**Challenge**
Please retype every one of the records below word for word, leaving nothing out and changing nothing.

**Material**

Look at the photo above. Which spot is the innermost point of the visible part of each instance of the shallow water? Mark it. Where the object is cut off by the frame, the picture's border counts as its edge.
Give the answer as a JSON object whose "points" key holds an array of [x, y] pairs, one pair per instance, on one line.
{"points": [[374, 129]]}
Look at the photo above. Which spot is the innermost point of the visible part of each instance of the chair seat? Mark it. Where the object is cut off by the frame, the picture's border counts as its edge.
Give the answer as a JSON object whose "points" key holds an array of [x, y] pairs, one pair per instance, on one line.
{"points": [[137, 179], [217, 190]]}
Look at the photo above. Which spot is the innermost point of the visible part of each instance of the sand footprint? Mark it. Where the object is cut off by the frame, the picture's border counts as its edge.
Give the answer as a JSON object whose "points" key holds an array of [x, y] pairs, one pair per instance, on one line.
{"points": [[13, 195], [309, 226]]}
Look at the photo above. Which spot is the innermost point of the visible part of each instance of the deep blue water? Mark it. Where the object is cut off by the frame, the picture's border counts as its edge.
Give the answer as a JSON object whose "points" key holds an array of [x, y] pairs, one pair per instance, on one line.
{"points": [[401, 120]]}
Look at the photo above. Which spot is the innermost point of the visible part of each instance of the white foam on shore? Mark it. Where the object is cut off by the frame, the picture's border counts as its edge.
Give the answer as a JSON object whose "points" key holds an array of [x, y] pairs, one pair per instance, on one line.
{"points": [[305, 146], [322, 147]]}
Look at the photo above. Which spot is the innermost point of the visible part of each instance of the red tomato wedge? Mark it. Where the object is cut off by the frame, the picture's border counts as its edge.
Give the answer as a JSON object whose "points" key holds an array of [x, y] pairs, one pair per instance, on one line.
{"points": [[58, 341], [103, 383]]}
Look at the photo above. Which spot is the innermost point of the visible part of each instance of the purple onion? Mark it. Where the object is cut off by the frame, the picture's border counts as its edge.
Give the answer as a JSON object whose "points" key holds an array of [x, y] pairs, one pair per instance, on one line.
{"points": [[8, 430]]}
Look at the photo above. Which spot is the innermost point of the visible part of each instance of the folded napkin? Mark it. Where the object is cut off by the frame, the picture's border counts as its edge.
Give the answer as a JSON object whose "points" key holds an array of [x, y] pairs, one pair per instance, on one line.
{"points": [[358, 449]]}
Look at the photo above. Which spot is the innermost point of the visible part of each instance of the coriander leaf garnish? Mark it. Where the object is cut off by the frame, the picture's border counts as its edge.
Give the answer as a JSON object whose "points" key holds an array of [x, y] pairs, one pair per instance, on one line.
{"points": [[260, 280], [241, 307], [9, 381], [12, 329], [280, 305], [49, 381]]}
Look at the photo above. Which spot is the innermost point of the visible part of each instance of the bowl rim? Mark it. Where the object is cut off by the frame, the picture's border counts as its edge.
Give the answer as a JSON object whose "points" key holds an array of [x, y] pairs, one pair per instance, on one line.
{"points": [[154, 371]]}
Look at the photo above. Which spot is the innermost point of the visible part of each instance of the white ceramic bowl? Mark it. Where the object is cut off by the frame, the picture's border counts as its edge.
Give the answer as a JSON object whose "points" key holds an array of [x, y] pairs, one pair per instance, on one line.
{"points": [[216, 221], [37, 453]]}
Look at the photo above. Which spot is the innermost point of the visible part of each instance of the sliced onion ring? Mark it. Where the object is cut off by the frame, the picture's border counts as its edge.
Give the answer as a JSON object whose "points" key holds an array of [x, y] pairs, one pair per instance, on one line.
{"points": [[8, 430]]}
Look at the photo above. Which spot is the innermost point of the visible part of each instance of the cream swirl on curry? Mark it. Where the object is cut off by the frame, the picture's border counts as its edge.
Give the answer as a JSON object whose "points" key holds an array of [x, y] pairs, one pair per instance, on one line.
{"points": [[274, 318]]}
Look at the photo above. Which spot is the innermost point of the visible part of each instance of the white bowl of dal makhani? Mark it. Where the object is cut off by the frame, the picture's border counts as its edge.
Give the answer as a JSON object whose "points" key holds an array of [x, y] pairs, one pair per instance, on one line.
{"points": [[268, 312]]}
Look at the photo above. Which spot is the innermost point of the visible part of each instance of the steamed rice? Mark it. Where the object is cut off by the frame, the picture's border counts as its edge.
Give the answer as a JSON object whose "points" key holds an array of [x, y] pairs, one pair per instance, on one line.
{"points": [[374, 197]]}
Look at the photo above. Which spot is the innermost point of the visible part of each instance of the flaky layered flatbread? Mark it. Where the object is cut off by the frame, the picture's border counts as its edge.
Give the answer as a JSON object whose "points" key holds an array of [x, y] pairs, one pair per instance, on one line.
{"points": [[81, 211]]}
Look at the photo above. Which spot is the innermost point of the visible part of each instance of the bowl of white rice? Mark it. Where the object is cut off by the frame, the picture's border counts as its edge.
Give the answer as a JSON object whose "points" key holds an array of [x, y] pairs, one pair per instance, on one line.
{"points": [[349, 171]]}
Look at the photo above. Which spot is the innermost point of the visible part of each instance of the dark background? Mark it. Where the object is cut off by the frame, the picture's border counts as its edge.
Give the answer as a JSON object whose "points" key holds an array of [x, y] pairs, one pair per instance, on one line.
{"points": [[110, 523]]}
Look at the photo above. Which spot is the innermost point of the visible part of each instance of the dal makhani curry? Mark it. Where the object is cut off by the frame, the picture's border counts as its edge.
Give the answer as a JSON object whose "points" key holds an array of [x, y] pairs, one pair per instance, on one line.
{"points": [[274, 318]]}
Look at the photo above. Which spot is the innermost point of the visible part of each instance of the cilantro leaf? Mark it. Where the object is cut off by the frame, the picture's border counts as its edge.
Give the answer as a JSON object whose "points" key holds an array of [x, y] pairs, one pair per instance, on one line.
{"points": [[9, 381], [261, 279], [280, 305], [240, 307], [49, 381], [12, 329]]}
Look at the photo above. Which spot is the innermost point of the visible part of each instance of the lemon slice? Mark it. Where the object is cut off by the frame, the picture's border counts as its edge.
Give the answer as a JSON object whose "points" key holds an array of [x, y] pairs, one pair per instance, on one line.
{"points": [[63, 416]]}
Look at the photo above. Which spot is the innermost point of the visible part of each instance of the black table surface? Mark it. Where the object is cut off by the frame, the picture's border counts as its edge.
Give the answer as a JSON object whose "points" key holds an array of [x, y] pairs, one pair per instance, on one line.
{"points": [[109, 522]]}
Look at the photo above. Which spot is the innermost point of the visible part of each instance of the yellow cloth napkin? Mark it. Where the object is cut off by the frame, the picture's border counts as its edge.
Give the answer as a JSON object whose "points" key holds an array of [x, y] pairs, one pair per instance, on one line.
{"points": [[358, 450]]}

**Complete response**
Look at the photo above. Which spot is the innermost point of the visible part of each instance of the shallow water? Mark it. Where the object is cut off by the frame, the picture's border counts as its edge.
Give the answer as a JSON object whose "points" key holds an array of [x, y] pairs, one pair per instance, on one line.
{"points": [[374, 129]]}
Look at the photo above. Which spot is the innermost point of the visible part of each instance of the chair seat? Mark it. Where the object is cut off by the frame, the picture's border counts as its edge.
Give the answer as a JSON object whose "points" key holds an array of [x, y] pairs, one pair per instance, on one line.
{"points": [[137, 179], [217, 190]]}
Look at the photo above. Which spot is the innermost point of the visible part of each instance of the sand footprint? Mark it. Where the object is cut off by the frame, the picture's border counts as its edge.
Give the answer as a JSON object whose "points" key holds an array of [x, y] pairs, one pair per instance, on one line.
{"points": [[13, 195], [309, 226]]}
Look at the photo above. Which spot is the innermost point of the visible part of each instance of the deep blue water? Mark it. Where the object is cut off by the frame, the picture's border counts as its edge.
Give the answer as a JSON object whose "points" key holds an array of [x, y] pairs, one pair per instance, on one line.
{"points": [[401, 120]]}
Look at the photo above. Which spot is the innermost point of the visible part of each instance of the white foam on shore? Mark it. Where the object is cut off by the frame, the picture's border counts as its edge.
Give the answer as a JSON object whose "points" key holds an array of [x, y] pairs, one pair per instance, on one line.
{"points": [[305, 146], [322, 147]]}
Look at the photo above. Which spot is the innermost point of the visible part of each instance of the red tomato wedge? Mark it. Where the object is cut off by the frame, the picture's border counts as its edge.
Give the answer as a JSON object whose "points" key holds an array of [x, y] pairs, one pair per instance, on one line.
{"points": [[58, 341], [103, 383]]}
Look at the photo above. Which spot is the innermost point of the visible part of each instance of the purple onion? Mark it. Where the object is cut off by the frame, the picture's border counts as its edge.
Give the answer as a JSON object whose "points" key holds an array of [x, y] pairs, one pair per instance, on one line.
{"points": [[8, 430]]}
Look at the photo above. Which spot is the innermost point of the visible part of each instance of the folded napkin? Mark it. Where the object is cut off by the frame, the picture's border counts as its edge.
Give the answer as a JSON object whose "points" key holds an array of [x, y] pairs, one pair per instance, on one line.
{"points": [[358, 449]]}
Look at the photo above. Which spot is the innermost point of the visible part of each instance of the coriander leaf garnish? Mark it. Where the object is cut off by the frame, the picture's border counts as its edge.
Give the answer as a JSON object whose "points" key holds an array of [x, y] pairs, one pair per instance, on one line.
{"points": [[260, 280], [241, 307], [9, 381], [12, 329], [280, 305], [49, 381]]}
Look at the photo above. Which spot is the innermost point of the visible part of each instance of the bowl rim? Mark it. Where the object is cut off by the frame, the picture's border counts as its edge.
Give the answer as a JSON object whose "points" key holds an array of [x, y] pairs, one pair per instance, on one line.
{"points": [[154, 371]]}
Look at the photo above. Which spot is the innermost point of the visible part of each instance of the white ceramic bowl? Mark it. Where the object is cut off by the frame, the picture's border counts as its edge.
Give the answer as a JSON object whose "points" key holds an array of [x, y] pairs, one pair per instance, on one line.
{"points": [[216, 221], [37, 453]]}
Look at the photo above. Which spot is the innermost point of the visible part of each instance of the sliced onion ring? Mark it. Where the object is cut off by the frame, the picture's border counts as its edge.
Give the answer as a JSON object whose "points" key holds an array of [x, y] pairs, one pair per instance, on one line.
{"points": [[8, 430]]}
Look at the photo above. Which spot is the innermost point of the visible part of each instance of the cream swirl on curry? Mark it. Where the object is cut off by the frame, the picture's border counts as its edge.
Give the answer as a JSON object whose "points" key holds an array of [x, y] pairs, one pair per instance, on one line.
{"points": [[274, 318]]}
Look at the photo above. Which spot is the innermost point of the visible part of each instance of the white bowl of dal makhani? Mark it. Where the object is cut off by the frame, the picture's border counts as its edge.
Give the answer as a JSON object whose "points" key holds an array of [x, y] pairs, one pair per instance, on one line.
{"points": [[268, 312]]}
Look at the photo above. Which spot is the innermost point of the visible part of each instance of the steamed rice? Mark it. Where the object is cut off by the frame, the picture's border counts as its edge.
Give the answer as a JSON object whose "points" key holds an array of [x, y] pairs, one pair per instance, on one line.
{"points": [[374, 197]]}
Look at the photo above. Which spot is the innermost point of the visible part of each instance of the flaky layered flatbread? Mark it. Where the object is cut off by the frame, the picture's border counts as its edge.
Give the answer as a JSON object whose "points" key holds an array of [x, y] pairs, one pair per instance, on one line.
{"points": [[81, 211]]}
Look at the photo above. Which spot is the innermost point of the visible part of each instance of the bowl of white rice? Mark it. Where the object is cut off by the frame, the picture's border counts as its edge.
Give the answer as a JSON object whose "points" key holds an array of [x, y] pairs, one pair per instance, on one line.
{"points": [[349, 171]]}
Look at the photo above. Which spot is the innermost point of the visible part of each instance of the dark background? Mark it. Where the object is cut off by the frame, the picture's border counts as its edge.
Give the answer as a JSON object whose "points" key holds an array of [x, y] pairs, one pair per instance, on one line.
{"points": [[110, 523]]}
Look at the photo above. Which spot is the innermost point of the visible part of each instance of the dal makhani curry? Mark it. Where the object is cut off by the frame, the picture's border counts as its edge.
Give the answer as a JSON object whose "points" key holds an array of [x, y] pairs, one pair per instance, on one line.
{"points": [[274, 318]]}
Look at the photo above. Which spot is the innermost point of the visible part of each instance of the cilantro leaf? Mark it. Where the object is cut off by the frame, the picture's border counts as its edge.
Give the answer as a JSON object whose "points" key holds an array of [x, y] pairs, one pair per instance, on one line.
{"points": [[9, 381], [261, 279], [280, 305], [240, 307], [49, 381], [12, 329]]}
Look at the photo above. Which spot is the innermost point of the visible part of each instance of the lemon slice? Mark it. Where the object is cut off by the frame, the picture's border counts as its edge.
Give the answer as a JSON object whose "points" key holds an array of [x, y] pairs, one pair per instance, on one line.
{"points": [[63, 416]]}
Look at the photo above. Which spot is the innermost point of the visible part of each instance of the black table surface? Mark it. Where the object is cut off by the frame, the picture's border counts as its edge.
Give the answer as a JSON object whose "points" key holds an array of [x, y] pairs, one pair per instance, on one line.
{"points": [[109, 522]]}
Look at the photo above. Which spot is the innermost point of the visible part of each instance of the yellow cloth napkin? Mark it. Where the object is cut off by the frame, the picture's border counts as its edge.
Give the answer as a JSON object whose "points" key holds an array of [x, y] pairs, one pair per instance, on one line.
{"points": [[358, 450]]}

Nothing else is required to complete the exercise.